• Point localization data:
-- Opening Marker --

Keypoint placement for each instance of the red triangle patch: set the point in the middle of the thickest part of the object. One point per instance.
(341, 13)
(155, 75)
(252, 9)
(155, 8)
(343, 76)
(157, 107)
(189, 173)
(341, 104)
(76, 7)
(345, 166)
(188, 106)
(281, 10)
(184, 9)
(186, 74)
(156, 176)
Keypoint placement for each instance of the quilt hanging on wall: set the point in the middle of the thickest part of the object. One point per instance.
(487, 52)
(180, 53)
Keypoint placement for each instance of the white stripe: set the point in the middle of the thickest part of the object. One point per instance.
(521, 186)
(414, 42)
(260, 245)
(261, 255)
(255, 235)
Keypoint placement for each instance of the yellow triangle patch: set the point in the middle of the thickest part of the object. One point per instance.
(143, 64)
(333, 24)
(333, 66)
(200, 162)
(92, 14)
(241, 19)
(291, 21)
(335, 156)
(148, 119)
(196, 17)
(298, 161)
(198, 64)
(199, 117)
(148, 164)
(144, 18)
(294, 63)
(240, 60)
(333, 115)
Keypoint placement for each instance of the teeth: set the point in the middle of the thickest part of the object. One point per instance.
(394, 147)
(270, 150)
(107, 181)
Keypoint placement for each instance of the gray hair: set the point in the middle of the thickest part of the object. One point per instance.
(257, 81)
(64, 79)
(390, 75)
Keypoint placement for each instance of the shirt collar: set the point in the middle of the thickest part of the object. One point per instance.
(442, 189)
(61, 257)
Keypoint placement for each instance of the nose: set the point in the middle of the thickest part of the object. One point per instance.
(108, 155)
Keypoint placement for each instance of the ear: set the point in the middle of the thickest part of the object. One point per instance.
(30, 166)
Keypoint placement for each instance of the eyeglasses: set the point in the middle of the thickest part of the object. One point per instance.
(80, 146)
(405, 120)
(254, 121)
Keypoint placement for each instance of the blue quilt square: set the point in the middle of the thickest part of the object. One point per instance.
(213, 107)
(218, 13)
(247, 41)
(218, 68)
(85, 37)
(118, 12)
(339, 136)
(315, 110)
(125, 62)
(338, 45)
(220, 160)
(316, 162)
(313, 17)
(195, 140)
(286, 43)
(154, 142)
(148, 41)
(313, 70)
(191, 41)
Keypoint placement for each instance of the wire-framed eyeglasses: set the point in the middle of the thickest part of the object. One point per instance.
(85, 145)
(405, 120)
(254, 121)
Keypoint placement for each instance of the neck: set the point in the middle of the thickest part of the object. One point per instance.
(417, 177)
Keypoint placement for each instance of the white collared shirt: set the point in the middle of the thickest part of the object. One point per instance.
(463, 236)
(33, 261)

-- Closing Marker --

• TASK BRIEF: Top to bottom, set down the entries above word for word.

• SOLUTION FOR THIS EXERCISE:
Keypoint placement for each instance of the red triangle patch: set the point in the middle of the thickest part of the object. One point per instance.
(341, 13)
(155, 75)
(252, 9)
(155, 8)
(343, 76)
(157, 107)
(189, 173)
(341, 104)
(76, 7)
(345, 166)
(188, 106)
(281, 10)
(184, 9)
(186, 74)
(156, 176)
Keypoint placement for each instance of the quilt hanging on wall: set the point in the middle of the thickest part of the object. One point per instance.
(487, 52)
(180, 53)
Keypoint placement for each instance of the white stripe: set the point in the middle of the thickest part of the object. One point per instance.
(521, 186)
(414, 42)
(260, 245)
(261, 255)
(255, 235)
Keypoint placement for each instance of the yellow triangle patch: set the point in the middle of the thickest part of the object. One point per instance.
(143, 64)
(333, 24)
(333, 66)
(200, 162)
(92, 14)
(241, 19)
(291, 21)
(335, 156)
(148, 119)
(196, 17)
(298, 161)
(198, 64)
(199, 117)
(148, 164)
(144, 18)
(294, 63)
(240, 60)
(333, 115)
Keypoint placement for each instance of the teeth: set the point in the middle of the thickest part of the object. One point per instance.
(394, 147)
(270, 150)
(107, 181)
Keypoint placement for each instance of the gray hair: set the point in the middle of the thickest part of the object. One point per instance.
(257, 81)
(64, 79)
(390, 75)
Keypoint placement for each instance of the shirt collar: set the point in the middle of the thickest part of the object. One point per instance.
(442, 189)
(61, 257)
Keypoint placement for each instance of the nose: set the point in the middle of the thickest part of the object. One point per instance.
(108, 155)
Keypoint placement for each instance of the ear: set the point in the middle of the thickest part of the object. One point per instance.
(30, 166)
Keypoint placement for each instance of the eyeglasses: set the point in the middle of the thickest part of the object. One point per instance.
(80, 146)
(405, 120)
(254, 121)
Keypoint placement for each instance of the blue quilt square: set the point in the middle of the thickest part of the object. One point per instance.
(213, 107)
(218, 13)
(247, 41)
(218, 68)
(85, 37)
(118, 12)
(339, 136)
(315, 110)
(125, 62)
(338, 45)
(220, 160)
(316, 162)
(313, 17)
(195, 140)
(286, 43)
(154, 142)
(148, 41)
(313, 70)
(191, 41)
Keypoint placement for each instance of the wire-framed eyeglasses: set the point in the middle of the thickest part of the object. One point per instance.
(85, 145)
(405, 120)
(254, 121)
Keypoint placement for each instance of the neck: set the point in the middle of the thickest part of the object. One point per instance.
(417, 177)
Keypoint placement for each instance of the white collared shirt: set the point in the middle of the thickest part of the object. One point per instance.
(463, 236)
(33, 261)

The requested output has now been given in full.